### Your instructions:
Return all the entries word for word, minus the pictures.

### Data:
* * *

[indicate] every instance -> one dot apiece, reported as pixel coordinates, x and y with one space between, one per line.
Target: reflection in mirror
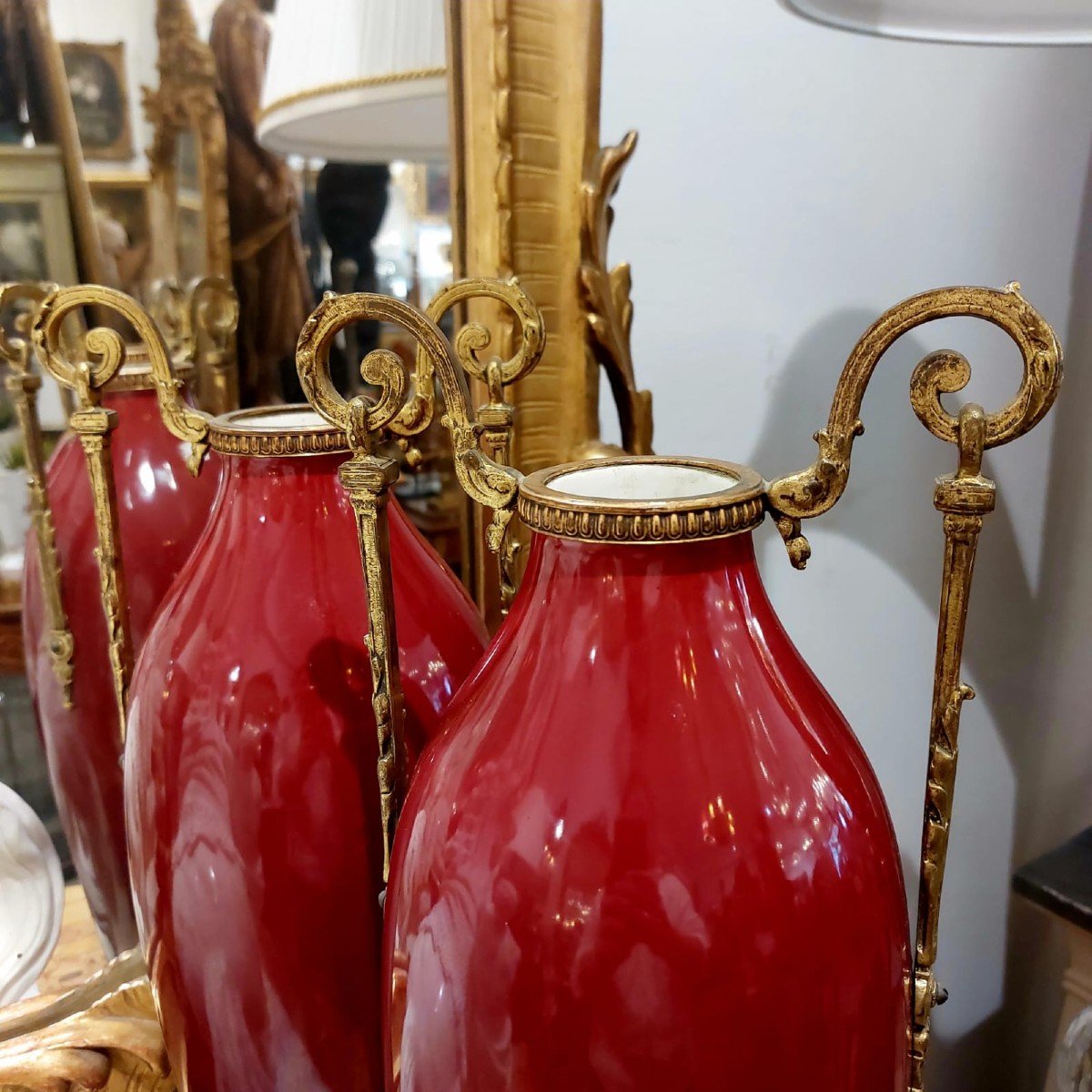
190 228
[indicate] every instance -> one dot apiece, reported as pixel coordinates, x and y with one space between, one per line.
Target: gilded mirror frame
186 101
531 191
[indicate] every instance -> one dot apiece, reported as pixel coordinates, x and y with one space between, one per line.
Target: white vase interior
644 481
282 420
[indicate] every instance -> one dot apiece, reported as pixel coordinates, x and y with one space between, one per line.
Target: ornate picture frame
35 229
97 83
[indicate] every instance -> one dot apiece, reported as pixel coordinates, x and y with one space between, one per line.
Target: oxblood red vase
250 775
162 511
648 852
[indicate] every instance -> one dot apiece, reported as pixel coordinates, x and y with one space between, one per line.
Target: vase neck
639 579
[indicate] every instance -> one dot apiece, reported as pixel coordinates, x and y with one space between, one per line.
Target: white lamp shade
982 22
359 81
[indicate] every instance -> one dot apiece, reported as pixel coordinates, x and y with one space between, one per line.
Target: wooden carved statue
267 256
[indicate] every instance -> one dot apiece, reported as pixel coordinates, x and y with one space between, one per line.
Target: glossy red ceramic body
251 785
162 509
647 853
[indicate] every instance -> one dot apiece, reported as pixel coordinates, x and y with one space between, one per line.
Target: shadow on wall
888 497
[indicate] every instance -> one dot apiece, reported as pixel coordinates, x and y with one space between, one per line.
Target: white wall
791 183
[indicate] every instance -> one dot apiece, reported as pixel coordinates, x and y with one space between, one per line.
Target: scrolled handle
817 489
25 296
483 480
965 498
470 341
23 386
106 354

* * *

### Written response:
[indicate] every instance -> one dot apiece, reported as pixel coordinates, x and y with one space between, one per line.
Target: reflection in mirror
190 228
[indicate] every instance -> one dot apiece, reported as pixel coordinates, x and y with one space between, one per line.
Target: gilded mirror frame
186 101
531 191
[indicate] every instance -> one dot apiece, reported as pixel coordinates, x and y with one space between, one per line.
Target: white vase interior
644 481
282 420
[indicate] every instance -> one dot apiece, reported as pixel coordinates, x and y with one space between, one per line.
Target: ornate picture frame
35 229
97 83
[indicate] every instance -> one dot apiece, reported as pixel coordinates, x and y with one space between, one per line.
Target: oxblood red vase
250 775
162 511
648 852
[indicate] every instance -> one dot apiece, reported as pixel coordinates, x and y with one space between, one per line.
Target: vase neck
639 579
[indicate] every instance -> one dot apiece, reported as pixel coordinates, x and y with one space between, one per line.
Target: white lamp shade
982 22
359 81
[indicate] every instance -> one dot apiece, reported as pixel coordinates, x and y with one space between, one per line.
Target: wooden carved statue
267 256
[indicate] every instance -> one dot apiece, reported as pixel coordinates, x and y with one space between, one per line.
Target: glossy red ceramic body
251 785
162 509
647 853
[indicate] every instance -> one dot apiece, reported as pixel coordinates, x and y with one space between, one per line.
Target: shadow on wall
888 497
[indicate] every instance -> one dot apiece, reported as pixel coordinates, x and y with one space between, one per line.
Target: white wall
791 183
[indicate] every instance -> one dot apiece, reported as pixel coordinates, x and y with one space between, one per line.
Target: scrolled handle
817 489
25 296
483 480
965 498
470 341
23 386
106 354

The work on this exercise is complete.